# CHALLENGE
Please copy the data below line for line, keeping every character unchanged.

--- begin ---

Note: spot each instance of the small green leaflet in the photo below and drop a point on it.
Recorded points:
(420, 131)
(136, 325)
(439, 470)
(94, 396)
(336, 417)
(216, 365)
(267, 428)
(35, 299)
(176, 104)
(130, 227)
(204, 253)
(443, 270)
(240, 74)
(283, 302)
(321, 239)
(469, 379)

--- end ---

# SOLUTION
Note: spot each instance of the small green leaflet in the photo below and drop a point on it.
Recorded points:
(420, 131)
(136, 325)
(439, 470)
(94, 396)
(336, 417)
(216, 365)
(267, 428)
(35, 299)
(176, 104)
(130, 227)
(204, 253)
(443, 270)
(240, 74)
(283, 302)
(321, 239)
(469, 379)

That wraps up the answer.